[DOCUMENT TEXT]
====================
German journalist (1914–2007)

Kurt Julius Goldstein (3 November 1914 - 24 September 2007) was a German journalist and a former broadcast director.

== Biography ==

Goldstein was born to a Jewish merchant family in Dortmund, Germany. At school, he experienced Germany's growing anti-Semitism and it had the effect of politicising him. In 1928, he joined the Young Communist League and two years later, the Communist Party of Germany, then headed by Ernst Thälmann. When the Nazis took power in 1933, Goldstein fled. He first lived in Luxembourg, working as a gardener, then moved to France. In 1935, he went to Palestine.

A year later, the Spanish Civil War erupted and many German Communists volunteered to fight. Goldstein soon joined them. When the Second Spanish Republic collapsed in early 1939, Goldstein escaped across the border into France. As return to Germany was impossible, he was interned and held in Camp Vernet.
====================
[EXERCISE INSTRUCTIONS]
A. According to the Goldstein biography, in what year did Goldstein go to Palestine?
B. For each statement, say whether the Goldstein biography agrees, and quote the words that decide it: (i) Goldstein was born in Dortmund. (ii) In Luxembourg, Goldstein worked as a journalist. (iii) After the Second Spanish Republic collapsed, Goldstein returned to Germany.
C. From the Goldstein biography, quote the stretch from "Kurt Julius Goldstein" through "in Camp Vernet.".
The data has nothing to do with the tasks.

[Point localization data]
====================
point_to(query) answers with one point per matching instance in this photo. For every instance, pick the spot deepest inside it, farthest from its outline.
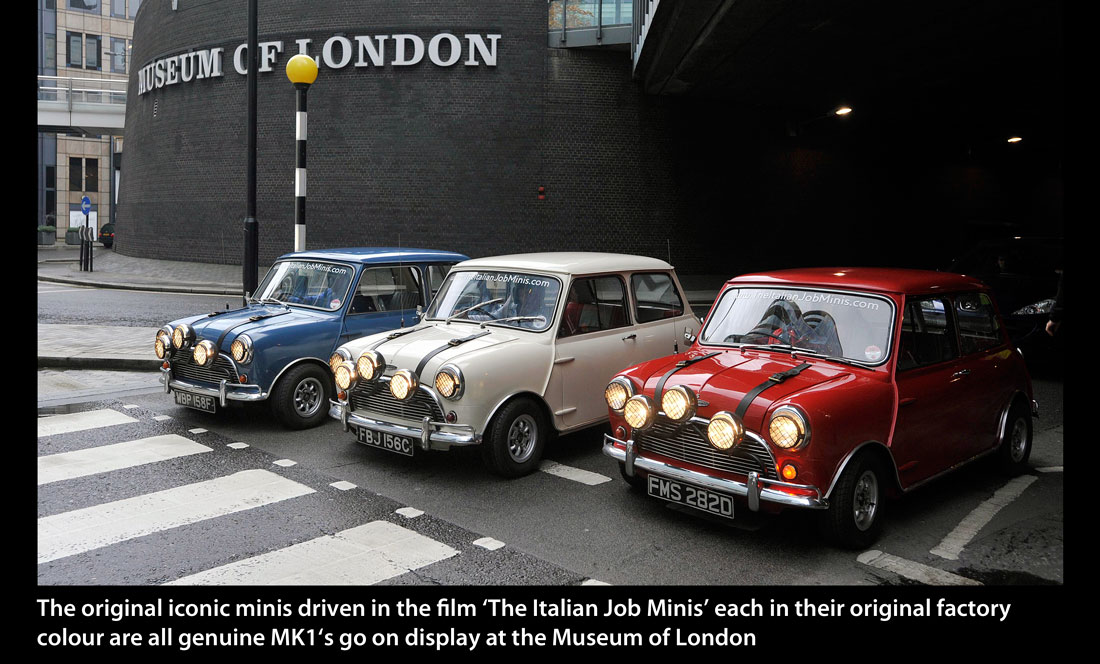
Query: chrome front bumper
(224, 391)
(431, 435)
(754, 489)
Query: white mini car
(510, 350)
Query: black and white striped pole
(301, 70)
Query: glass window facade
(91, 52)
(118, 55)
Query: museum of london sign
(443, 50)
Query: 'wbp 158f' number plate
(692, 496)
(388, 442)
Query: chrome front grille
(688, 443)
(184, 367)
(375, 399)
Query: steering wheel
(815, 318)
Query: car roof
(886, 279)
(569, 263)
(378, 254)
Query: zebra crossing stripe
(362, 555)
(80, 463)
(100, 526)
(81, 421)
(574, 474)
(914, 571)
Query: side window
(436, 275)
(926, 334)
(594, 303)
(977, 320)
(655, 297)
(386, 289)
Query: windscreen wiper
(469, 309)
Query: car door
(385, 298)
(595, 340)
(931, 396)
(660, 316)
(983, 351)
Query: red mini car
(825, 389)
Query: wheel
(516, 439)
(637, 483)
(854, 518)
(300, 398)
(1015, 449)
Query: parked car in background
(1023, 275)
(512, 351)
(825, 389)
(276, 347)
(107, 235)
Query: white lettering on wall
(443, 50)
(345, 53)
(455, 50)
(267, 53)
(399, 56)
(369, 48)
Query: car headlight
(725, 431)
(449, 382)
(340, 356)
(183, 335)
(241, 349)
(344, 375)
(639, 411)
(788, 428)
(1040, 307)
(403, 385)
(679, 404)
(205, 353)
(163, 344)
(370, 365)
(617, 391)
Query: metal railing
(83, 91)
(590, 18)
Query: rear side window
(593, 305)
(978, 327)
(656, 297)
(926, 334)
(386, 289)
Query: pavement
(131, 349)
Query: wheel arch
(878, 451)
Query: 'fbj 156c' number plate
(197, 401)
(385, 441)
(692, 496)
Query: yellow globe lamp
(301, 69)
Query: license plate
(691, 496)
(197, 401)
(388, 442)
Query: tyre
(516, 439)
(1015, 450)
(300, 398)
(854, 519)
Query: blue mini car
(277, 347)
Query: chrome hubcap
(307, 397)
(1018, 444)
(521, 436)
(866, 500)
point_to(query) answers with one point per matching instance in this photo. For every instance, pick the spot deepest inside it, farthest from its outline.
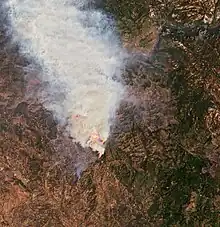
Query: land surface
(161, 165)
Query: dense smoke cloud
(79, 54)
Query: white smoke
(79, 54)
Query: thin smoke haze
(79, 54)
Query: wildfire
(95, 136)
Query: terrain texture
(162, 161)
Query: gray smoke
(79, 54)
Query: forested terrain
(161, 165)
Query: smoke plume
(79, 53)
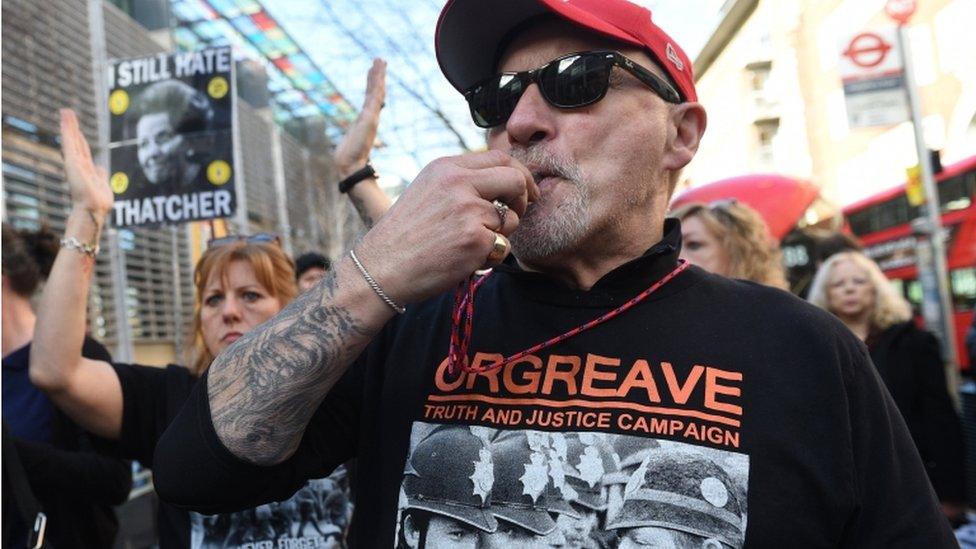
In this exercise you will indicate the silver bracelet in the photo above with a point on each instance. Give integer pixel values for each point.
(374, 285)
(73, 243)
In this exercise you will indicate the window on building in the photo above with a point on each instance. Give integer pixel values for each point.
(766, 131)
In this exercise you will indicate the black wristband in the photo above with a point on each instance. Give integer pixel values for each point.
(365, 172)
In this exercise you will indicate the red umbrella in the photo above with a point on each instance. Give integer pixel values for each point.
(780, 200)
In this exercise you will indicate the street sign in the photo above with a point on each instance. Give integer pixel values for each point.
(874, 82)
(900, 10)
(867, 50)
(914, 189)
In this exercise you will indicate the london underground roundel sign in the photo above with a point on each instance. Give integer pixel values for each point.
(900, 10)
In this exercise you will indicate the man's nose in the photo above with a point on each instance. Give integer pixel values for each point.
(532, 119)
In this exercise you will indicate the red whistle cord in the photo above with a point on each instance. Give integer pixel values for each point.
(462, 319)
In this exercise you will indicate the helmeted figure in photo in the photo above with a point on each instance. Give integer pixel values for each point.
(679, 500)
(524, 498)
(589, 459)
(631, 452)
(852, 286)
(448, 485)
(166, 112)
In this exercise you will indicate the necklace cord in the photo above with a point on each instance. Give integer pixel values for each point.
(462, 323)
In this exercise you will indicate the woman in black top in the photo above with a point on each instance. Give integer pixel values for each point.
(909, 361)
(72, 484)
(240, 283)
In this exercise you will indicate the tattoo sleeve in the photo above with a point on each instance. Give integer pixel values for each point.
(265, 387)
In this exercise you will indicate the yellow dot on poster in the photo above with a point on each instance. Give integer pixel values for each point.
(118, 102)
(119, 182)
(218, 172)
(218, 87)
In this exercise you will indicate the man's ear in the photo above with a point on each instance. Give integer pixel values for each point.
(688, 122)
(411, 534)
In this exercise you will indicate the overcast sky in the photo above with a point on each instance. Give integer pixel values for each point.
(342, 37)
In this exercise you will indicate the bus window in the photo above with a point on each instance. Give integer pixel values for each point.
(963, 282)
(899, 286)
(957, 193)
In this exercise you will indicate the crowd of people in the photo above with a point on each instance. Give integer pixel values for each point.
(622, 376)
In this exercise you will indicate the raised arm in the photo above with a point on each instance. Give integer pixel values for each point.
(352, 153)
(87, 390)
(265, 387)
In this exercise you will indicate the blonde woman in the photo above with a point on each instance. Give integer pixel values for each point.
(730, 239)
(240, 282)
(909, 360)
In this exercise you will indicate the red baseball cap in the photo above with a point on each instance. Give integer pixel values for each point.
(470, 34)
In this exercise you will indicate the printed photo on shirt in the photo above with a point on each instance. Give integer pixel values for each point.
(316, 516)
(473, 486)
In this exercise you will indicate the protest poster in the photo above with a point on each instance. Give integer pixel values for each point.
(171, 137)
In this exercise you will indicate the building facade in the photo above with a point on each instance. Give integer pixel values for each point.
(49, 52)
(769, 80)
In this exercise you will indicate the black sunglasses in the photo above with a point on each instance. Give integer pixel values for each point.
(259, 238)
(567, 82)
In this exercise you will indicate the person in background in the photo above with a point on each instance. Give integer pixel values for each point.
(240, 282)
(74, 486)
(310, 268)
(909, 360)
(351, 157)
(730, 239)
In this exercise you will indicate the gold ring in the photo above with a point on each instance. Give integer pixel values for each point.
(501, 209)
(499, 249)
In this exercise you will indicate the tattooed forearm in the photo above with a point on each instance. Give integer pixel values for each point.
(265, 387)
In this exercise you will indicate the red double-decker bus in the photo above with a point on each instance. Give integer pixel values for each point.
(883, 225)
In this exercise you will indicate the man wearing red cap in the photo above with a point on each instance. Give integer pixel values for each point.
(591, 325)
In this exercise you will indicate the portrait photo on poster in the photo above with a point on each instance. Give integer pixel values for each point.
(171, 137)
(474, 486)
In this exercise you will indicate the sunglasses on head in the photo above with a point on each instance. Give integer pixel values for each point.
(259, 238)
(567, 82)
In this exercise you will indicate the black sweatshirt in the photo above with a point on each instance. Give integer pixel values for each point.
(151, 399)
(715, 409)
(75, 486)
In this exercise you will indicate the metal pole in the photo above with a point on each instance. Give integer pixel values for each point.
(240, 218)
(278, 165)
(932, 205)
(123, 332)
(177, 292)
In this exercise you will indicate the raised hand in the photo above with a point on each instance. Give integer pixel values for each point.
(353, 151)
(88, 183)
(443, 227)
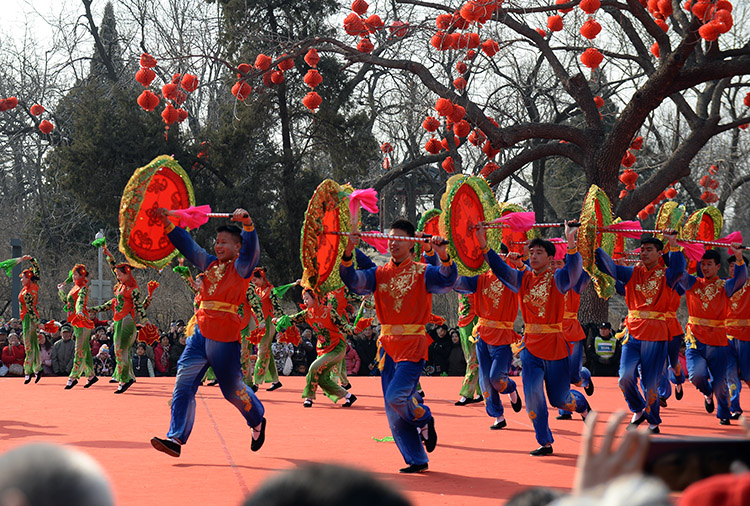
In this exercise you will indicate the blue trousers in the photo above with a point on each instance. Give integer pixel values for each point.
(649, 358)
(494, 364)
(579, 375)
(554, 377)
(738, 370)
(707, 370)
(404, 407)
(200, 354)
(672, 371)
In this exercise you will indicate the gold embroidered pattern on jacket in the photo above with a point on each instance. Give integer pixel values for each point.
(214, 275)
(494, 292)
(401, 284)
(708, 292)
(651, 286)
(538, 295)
====================
[RESULTS FOR THE EXERCISE]
A. 1935

B.
(i) Yes: "Goldstein was born to a Jewish merchant family in Dortmund, Germany."
(ii) No: "He first lived in Luxembourg, working as a gardener, then moved to France."
(iii) No: "As return to Germany was impossible, he was interned and held in Camp Vernet."

C.
Kurt Julius Goldstein (3 November 1914 - 24 September 2007) was a German journalist and a former broadcast director.

== Biography ==

Goldstein was born to a Jewish merchant family in Dortmund, Germany. At school, he experienced Germany's growing anti-Semitism and it had the effect of politicising him. In 1928, he joined the Young Communist League and two years later, the Communist Party of Germany, then headed by Ernst Thälmann. When the Nazis took power in 1933, Goldstein fled. He first lived in Luxembourg, working as a gardener, then moved to France. In 1935, he went to Palestine.

A year later, the Spanish Civil War erupted and many German Communists volunteered to fight. Goldstein soon joined them. When the Second Spanish Republic collapsed in early 1939, Goldstein escaped across the border into France. As return to Germany was impossible, he was interned and held in Camp Vernet.